● **The problem**
Beginning at the line with "Where can the blueberry be", output each line to the end of the listing below exactly, please.

══ Records for this task ══

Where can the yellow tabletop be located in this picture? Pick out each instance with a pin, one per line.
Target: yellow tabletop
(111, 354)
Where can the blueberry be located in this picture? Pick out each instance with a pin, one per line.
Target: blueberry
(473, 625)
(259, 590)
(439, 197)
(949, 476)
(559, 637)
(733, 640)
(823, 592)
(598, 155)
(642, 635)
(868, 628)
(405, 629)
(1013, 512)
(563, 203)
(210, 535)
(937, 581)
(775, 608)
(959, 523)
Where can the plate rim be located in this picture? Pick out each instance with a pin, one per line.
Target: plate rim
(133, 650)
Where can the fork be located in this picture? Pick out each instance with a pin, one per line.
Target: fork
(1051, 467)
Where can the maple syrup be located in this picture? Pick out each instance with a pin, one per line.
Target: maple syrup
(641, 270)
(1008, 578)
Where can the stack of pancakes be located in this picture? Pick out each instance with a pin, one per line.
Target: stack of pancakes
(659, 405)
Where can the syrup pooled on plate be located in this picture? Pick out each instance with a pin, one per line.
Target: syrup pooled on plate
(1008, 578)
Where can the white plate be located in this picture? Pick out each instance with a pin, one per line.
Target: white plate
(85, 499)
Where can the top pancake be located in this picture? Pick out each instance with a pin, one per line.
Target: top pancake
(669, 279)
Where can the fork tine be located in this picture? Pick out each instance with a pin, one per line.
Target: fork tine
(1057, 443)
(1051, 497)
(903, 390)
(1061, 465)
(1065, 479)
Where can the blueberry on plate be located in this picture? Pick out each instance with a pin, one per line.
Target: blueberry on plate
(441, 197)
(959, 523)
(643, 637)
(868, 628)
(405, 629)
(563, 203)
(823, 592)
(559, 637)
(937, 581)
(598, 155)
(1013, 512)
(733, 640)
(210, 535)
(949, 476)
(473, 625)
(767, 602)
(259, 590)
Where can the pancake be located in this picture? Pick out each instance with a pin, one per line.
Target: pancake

═══

● **The completed task**
Where can the blueberry be located in this picture? Pick out each instance with a pin, one per line.
Target: blueberry
(473, 625)
(259, 590)
(439, 197)
(949, 476)
(559, 637)
(733, 640)
(823, 592)
(598, 155)
(642, 635)
(868, 628)
(405, 629)
(1013, 512)
(563, 203)
(210, 535)
(937, 581)
(775, 608)
(959, 523)
Where can the plate rim be located in this picture? Pick out each instance with a pin, one per line.
Target: plate rim
(133, 650)
Where can the fork be located in this picture? Pick out each instance with a pin, one per line.
Target: fork
(1051, 467)
Where can the maple syrup be located in this picture? Pick out each instance with a pin, one per line.
Target: maple syrup
(641, 270)
(1008, 578)
Where can the stack of pancakes be located in this picture? Pick out each instance with a pin, one per line.
Target: stack of pancakes
(659, 405)
Where can the syrup pooled on plate be located in this picture? Pick out each instance with a pin, one per line.
Target: syrup pooled on plate
(1008, 578)
Where can the white plate be located in this picture? Pick out each instance with a pin, one per line.
Target: white plate
(85, 499)
Where can the top pancake be located in this picture? Pick out each instance with a pin, one per line.
Target: top pancake
(669, 279)
Where can the fork tine be located in this picture? Pick out each instance with a pin, one per line.
Target: fork tine
(1057, 443)
(1051, 497)
(903, 390)
(1061, 465)
(1065, 479)
Where can the blueberry on plate be located in this picture? Pick out each instance with a pin, one per line.
Target: blueberry on plate
(441, 197)
(959, 523)
(643, 637)
(868, 628)
(405, 629)
(563, 203)
(823, 592)
(559, 637)
(937, 581)
(598, 155)
(1013, 512)
(733, 640)
(210, 535)
(949, 476)
(473, 625)
(767, 602)
(259, 590)
Where can the pancake be located in this picture? Pick out each instance with a pin, one per line.
Target: pancake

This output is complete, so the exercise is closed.